> Task details
Could you count how many lines of the data include "leaning" and answer with the number only?

/---

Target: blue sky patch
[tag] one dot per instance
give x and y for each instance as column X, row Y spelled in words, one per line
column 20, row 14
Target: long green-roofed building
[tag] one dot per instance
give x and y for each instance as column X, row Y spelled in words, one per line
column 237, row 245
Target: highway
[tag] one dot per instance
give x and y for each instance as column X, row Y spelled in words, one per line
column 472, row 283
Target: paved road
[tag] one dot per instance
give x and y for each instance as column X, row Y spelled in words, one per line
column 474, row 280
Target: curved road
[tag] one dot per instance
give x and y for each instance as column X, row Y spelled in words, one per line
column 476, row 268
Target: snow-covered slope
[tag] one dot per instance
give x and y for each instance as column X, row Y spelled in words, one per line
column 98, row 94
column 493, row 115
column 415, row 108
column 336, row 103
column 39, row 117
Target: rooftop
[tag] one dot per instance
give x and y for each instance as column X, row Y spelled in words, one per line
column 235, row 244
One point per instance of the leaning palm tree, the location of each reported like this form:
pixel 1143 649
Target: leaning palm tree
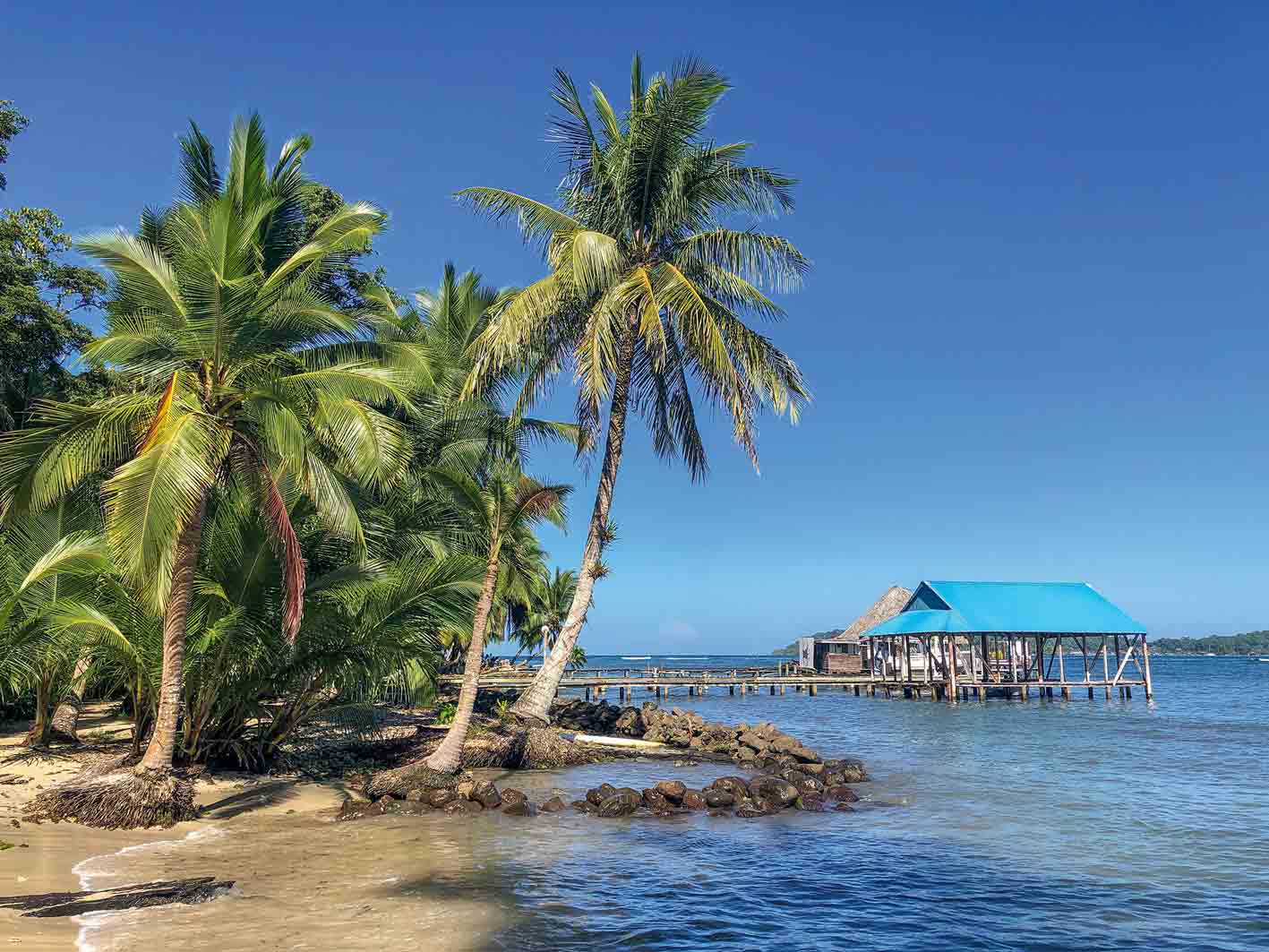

\---

> Response
2